RECORDED DATA:
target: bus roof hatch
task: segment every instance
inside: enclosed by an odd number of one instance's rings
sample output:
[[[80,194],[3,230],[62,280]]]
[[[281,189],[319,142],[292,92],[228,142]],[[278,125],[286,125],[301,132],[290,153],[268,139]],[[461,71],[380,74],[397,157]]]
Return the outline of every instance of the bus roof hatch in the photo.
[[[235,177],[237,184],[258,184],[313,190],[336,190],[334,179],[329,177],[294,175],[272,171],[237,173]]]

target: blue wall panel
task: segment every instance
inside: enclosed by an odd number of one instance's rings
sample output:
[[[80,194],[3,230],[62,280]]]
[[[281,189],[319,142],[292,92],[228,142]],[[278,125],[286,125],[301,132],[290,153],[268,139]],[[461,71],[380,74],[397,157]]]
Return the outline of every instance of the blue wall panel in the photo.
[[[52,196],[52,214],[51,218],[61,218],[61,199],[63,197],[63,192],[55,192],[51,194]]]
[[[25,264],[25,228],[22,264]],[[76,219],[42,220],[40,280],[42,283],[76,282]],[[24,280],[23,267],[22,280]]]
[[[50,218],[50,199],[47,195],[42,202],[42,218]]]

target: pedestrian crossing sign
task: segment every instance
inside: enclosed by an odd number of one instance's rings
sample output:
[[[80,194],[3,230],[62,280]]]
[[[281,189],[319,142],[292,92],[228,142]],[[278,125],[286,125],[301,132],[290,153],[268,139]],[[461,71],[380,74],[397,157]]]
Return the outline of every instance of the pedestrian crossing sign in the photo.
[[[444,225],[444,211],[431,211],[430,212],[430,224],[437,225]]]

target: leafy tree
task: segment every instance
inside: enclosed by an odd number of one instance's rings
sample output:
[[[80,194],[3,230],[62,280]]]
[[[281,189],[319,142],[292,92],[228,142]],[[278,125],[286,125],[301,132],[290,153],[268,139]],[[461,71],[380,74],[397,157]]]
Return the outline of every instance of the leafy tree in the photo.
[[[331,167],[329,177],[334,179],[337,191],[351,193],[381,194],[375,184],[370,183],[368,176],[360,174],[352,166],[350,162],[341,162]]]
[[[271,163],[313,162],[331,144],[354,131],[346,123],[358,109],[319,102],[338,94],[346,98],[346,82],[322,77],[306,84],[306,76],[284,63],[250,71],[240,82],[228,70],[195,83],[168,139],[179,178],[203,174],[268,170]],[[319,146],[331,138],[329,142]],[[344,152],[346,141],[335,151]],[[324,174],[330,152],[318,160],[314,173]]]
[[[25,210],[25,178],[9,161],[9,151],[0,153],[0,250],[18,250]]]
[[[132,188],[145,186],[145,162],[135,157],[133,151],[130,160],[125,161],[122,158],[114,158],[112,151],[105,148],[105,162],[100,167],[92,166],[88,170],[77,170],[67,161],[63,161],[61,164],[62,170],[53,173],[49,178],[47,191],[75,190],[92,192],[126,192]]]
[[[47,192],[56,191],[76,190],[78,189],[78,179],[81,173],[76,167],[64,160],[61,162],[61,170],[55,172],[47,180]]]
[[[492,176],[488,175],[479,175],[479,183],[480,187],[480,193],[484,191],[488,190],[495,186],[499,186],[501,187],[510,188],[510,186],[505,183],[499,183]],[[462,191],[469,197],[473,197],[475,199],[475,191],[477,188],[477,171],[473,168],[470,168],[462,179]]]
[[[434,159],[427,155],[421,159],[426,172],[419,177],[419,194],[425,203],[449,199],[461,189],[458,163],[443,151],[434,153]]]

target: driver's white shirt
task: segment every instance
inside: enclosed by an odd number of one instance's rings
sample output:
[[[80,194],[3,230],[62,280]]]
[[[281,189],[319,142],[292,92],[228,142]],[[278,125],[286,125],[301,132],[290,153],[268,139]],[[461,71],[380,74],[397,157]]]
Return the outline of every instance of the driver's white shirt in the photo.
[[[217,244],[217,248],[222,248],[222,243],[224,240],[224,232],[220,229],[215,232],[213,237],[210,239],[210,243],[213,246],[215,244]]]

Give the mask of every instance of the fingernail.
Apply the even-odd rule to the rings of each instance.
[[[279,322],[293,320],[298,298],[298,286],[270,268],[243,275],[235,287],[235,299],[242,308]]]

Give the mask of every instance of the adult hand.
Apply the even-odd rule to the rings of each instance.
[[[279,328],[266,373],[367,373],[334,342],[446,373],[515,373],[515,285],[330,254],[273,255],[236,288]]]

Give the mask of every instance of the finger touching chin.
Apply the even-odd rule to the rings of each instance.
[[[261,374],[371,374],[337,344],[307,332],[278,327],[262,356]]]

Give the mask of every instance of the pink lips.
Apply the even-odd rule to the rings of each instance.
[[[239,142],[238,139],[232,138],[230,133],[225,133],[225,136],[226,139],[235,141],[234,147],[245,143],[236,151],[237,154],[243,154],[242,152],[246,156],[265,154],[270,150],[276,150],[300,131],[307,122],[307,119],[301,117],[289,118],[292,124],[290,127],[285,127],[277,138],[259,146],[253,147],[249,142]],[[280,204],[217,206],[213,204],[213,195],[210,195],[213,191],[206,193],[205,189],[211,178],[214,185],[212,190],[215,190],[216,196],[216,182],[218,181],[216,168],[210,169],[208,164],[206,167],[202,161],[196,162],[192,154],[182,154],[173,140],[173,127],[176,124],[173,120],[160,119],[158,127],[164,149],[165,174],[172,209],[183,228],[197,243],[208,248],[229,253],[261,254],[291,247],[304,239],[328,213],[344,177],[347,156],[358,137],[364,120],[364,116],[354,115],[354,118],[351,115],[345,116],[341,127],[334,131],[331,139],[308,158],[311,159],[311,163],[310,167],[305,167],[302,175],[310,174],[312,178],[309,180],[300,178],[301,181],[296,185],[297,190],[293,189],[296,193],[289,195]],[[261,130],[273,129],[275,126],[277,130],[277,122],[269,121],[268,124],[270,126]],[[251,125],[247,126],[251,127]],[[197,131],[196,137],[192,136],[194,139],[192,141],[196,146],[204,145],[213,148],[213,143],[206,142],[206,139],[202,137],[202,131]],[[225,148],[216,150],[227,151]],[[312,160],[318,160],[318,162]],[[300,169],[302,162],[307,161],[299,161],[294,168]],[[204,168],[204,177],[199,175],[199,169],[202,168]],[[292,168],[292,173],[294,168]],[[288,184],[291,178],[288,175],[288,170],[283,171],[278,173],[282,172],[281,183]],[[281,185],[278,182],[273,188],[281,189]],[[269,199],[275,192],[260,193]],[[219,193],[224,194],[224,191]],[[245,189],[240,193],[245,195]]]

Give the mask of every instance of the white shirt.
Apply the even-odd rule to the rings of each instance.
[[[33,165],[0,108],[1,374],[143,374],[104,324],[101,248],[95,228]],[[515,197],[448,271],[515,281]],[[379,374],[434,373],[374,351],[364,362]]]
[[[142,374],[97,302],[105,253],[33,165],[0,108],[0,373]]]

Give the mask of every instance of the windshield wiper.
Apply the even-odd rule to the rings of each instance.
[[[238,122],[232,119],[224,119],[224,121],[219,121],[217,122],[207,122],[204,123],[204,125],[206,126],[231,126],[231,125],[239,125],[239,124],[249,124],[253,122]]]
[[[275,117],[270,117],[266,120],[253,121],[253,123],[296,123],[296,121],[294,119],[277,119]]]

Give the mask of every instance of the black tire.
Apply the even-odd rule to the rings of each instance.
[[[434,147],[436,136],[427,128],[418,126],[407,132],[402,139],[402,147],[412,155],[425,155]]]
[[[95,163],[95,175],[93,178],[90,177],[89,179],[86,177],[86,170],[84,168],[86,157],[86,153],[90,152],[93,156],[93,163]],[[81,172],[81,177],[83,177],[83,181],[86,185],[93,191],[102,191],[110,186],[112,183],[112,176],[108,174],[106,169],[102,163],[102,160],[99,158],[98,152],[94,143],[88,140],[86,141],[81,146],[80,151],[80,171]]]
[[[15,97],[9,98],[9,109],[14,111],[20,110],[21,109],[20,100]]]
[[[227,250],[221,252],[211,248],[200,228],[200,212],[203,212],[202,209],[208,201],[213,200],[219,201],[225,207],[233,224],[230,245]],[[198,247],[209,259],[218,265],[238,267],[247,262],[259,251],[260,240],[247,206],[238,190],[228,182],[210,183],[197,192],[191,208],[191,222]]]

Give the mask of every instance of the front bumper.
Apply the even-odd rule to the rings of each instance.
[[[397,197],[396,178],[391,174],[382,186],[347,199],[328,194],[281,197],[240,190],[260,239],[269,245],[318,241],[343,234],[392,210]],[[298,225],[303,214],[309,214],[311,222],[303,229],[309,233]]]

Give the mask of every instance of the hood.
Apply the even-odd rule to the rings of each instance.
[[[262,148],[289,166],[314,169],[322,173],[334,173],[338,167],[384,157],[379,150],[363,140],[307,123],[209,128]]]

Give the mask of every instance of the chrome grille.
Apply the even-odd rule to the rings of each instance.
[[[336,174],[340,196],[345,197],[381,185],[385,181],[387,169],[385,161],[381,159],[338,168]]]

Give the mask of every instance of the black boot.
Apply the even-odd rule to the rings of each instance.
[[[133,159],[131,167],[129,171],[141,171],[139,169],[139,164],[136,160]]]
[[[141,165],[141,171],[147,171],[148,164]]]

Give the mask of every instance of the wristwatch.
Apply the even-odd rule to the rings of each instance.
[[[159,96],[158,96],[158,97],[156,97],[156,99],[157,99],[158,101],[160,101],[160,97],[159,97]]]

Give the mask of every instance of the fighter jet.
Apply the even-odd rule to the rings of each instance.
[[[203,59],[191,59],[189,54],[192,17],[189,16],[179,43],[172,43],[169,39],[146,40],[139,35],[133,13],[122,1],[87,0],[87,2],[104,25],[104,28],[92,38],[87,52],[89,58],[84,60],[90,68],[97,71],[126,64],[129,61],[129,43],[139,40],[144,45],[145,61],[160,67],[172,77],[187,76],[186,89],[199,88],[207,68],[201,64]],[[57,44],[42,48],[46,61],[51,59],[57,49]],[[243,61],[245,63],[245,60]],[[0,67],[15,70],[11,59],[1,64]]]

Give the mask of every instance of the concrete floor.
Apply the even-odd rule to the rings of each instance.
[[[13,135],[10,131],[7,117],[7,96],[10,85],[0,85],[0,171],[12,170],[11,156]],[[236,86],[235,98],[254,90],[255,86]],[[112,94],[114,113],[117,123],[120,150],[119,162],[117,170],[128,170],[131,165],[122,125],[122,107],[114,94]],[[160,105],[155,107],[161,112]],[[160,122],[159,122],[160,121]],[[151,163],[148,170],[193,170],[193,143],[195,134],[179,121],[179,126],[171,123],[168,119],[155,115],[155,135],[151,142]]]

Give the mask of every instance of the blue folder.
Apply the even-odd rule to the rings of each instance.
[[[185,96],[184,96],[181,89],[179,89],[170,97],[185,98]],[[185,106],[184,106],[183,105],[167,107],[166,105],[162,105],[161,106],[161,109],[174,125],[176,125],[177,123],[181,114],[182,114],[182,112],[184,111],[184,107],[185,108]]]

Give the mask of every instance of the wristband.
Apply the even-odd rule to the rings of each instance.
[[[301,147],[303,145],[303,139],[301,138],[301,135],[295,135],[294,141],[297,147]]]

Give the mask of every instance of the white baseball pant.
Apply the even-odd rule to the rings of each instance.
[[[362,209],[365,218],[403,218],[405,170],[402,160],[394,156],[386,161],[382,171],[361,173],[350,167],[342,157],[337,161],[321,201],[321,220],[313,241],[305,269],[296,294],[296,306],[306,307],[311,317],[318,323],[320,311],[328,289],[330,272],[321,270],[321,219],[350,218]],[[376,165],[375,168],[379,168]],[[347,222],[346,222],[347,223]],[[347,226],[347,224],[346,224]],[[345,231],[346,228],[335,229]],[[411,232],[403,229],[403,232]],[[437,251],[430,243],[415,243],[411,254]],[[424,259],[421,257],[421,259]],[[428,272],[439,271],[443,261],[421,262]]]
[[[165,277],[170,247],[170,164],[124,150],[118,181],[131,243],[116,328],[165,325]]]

GIVEN REQUEST: Copy everything from the start of the records down through the line that contains "[[[444,225],[444,211],[431,211],[430,212],[430,224],[437,225]]]", replacing "segment" with "outline" and leaving all else unchanged.

EXERCISE ANSWER:
target: bus roof hatch
task: outline every instance
inside: enclosed by an odd number of one instance's rings
sample output:
[[[80,194],[3,230],[62,280]]]
[[[281,189],[319,142],[292,92],[228,142]],[[278,125],[286,125],[301,132],[290,153],[268,139]],[[461,71],[380,74],[397,157]]]
Return the outline of every instance of the bus roof hatch in the photo.
[[[235,177],[237,184],[258,184],[313,190],[336,190],[334,179],[329,177],[294,175],[272,171],[237,173]]]

target: blue wall panel
task: outline every instance
inside: enclosed by an odd number of one instance's rings
sample output:
[[[80,194],[3,230],[62,280]]]
[[[281,189],[319,142],[292,92],[228,142]],[[278,125],[286,125],[301,132],[290,153],[268,139]],[[461,71],[380,74],[397,157]]]
Return the outline of every instance of the blue wall panel in the photo.
[[[52,196],[52,214],[51,218],[61,218],[61,199],[63,197],[63,192],[55,192],[51,194]]]
[[[25,264],[25,228],[22,264]],[[76,219],[42,220],[40,280],[42,283],[76,282]],[[24,280],[23,267],[22,280]]]
[[[50,218],[50,199],[47,195],[42,202],[42,218]]]

target: pedestrian crossing sign
task: outline every instance
inside: enclosed by an odd number of one instance's rings
sample output:
[[[80,194],[3,230],[62,280]]]
[[[281,189],[319,142],[292,92],[228,142]],[[278,125],[286,125],[301,132],[290,153],[268,139]],[[461,71],[380,74],[397,157]]]
Return the outline of every instance of the pedestrian crossing sign in the photo.
[[[444,225],[444,211],[431,211],[430,212],[430,224],[437,225]]]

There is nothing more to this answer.